In the records below, how many lines hold the string "lavender"? Give only the number.

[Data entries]
————
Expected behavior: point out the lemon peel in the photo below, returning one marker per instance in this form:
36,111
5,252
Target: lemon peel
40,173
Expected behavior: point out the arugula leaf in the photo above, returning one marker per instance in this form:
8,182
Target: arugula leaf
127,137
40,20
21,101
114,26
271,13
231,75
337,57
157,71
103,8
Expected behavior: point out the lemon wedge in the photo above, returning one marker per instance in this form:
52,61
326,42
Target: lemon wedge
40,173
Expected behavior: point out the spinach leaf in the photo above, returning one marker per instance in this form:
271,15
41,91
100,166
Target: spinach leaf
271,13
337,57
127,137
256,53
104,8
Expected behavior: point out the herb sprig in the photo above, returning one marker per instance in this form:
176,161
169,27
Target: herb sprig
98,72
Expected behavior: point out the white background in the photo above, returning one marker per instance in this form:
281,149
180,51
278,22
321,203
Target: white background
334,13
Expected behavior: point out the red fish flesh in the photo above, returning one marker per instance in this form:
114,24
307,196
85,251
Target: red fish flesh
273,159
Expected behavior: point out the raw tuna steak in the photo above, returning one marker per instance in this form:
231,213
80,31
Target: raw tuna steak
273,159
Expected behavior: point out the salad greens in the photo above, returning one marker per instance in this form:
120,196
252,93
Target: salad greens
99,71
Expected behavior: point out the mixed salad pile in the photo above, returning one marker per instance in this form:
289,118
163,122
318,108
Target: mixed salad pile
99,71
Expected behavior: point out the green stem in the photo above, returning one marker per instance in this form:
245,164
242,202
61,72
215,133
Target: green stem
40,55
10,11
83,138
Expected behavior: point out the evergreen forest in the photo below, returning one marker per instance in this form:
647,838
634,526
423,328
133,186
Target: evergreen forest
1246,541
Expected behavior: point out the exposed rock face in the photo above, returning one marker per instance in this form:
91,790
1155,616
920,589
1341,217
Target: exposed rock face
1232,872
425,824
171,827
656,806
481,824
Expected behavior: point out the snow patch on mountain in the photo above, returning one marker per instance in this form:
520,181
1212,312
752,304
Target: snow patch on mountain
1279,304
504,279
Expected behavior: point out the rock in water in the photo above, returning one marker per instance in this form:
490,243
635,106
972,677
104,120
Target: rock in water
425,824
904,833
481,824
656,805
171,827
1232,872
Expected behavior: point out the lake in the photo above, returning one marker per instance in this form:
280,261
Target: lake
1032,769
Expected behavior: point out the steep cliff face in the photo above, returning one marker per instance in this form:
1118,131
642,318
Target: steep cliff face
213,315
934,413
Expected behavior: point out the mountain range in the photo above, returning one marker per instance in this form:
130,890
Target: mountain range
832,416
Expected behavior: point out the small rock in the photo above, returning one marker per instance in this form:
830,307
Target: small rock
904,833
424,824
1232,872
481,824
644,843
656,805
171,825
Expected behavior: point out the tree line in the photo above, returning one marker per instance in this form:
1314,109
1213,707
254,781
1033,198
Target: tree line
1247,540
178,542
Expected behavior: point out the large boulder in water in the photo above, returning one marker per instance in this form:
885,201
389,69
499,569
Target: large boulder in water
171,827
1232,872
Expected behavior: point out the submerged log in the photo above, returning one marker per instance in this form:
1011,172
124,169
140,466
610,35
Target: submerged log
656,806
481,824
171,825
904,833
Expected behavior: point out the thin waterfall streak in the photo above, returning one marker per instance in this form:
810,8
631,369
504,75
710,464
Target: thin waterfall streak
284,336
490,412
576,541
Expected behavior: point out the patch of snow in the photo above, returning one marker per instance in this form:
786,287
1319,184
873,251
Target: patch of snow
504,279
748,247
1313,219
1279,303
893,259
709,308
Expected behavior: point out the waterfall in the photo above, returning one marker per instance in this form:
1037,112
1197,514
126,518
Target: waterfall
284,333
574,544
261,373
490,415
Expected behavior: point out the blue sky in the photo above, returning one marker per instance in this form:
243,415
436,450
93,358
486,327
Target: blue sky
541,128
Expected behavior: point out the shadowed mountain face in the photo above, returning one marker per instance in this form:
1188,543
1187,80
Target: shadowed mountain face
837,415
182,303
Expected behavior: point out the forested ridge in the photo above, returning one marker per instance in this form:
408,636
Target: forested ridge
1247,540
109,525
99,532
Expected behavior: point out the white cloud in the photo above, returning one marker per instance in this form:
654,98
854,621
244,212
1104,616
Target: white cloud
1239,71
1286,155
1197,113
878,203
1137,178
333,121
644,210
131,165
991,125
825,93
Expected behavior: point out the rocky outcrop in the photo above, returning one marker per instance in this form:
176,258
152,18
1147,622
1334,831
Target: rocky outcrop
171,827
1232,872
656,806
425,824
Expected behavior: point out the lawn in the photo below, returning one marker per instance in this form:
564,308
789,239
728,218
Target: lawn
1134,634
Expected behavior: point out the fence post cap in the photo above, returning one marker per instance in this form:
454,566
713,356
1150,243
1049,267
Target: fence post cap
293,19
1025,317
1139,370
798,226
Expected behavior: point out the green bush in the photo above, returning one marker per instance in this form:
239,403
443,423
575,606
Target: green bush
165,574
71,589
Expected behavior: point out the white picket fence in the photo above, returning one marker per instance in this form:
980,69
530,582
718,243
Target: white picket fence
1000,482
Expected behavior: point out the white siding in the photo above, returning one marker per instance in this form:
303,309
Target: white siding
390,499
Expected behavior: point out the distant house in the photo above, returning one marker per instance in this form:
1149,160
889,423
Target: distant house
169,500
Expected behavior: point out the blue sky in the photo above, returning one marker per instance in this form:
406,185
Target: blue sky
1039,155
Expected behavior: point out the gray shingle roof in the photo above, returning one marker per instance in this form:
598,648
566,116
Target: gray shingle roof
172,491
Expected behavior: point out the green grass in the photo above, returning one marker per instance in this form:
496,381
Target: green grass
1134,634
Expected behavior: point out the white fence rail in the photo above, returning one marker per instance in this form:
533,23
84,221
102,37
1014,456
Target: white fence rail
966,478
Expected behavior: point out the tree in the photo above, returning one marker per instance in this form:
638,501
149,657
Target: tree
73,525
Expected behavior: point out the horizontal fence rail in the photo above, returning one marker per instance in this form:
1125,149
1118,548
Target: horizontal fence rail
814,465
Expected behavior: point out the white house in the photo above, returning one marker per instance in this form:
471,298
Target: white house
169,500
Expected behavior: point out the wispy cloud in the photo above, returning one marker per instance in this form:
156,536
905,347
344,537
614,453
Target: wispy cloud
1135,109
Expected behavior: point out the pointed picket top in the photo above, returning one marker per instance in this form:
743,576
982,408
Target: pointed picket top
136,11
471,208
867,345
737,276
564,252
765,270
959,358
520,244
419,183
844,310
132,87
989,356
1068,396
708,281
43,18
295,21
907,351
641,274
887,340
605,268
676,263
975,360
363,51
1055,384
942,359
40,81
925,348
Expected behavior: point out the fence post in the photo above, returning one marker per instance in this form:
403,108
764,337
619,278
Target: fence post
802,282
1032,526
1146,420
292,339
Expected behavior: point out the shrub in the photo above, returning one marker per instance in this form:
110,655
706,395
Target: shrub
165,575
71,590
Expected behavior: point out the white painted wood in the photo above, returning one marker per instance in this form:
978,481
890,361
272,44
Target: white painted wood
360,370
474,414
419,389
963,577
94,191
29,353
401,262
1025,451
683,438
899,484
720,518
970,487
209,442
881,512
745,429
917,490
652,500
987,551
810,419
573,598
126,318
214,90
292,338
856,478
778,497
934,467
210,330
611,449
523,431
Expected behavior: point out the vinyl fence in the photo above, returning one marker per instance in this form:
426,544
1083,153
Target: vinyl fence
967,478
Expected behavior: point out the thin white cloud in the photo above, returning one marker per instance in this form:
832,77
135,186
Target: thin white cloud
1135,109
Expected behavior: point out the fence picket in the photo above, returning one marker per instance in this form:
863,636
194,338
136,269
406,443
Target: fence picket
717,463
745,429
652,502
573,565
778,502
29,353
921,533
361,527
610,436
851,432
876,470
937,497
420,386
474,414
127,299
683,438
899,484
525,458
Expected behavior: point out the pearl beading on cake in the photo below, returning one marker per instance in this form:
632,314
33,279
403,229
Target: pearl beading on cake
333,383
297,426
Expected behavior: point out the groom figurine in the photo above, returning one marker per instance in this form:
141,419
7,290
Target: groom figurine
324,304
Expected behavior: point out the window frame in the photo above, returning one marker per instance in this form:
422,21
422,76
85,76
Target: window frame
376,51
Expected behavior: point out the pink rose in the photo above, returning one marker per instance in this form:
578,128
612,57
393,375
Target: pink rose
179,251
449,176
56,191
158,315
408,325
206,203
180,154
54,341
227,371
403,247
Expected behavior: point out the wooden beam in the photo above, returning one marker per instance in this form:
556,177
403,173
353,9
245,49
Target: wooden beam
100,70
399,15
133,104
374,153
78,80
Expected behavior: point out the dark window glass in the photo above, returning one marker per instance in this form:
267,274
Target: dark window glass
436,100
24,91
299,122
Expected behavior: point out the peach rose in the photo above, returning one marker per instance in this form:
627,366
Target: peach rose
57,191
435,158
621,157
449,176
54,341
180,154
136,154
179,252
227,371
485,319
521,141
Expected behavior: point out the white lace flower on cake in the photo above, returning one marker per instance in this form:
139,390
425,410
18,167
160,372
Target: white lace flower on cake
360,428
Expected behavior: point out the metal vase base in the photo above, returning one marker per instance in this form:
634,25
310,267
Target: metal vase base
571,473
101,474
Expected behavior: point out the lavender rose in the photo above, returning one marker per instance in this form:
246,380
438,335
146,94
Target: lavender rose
————
_ANSWER TO THIS PROBLEM:_ 2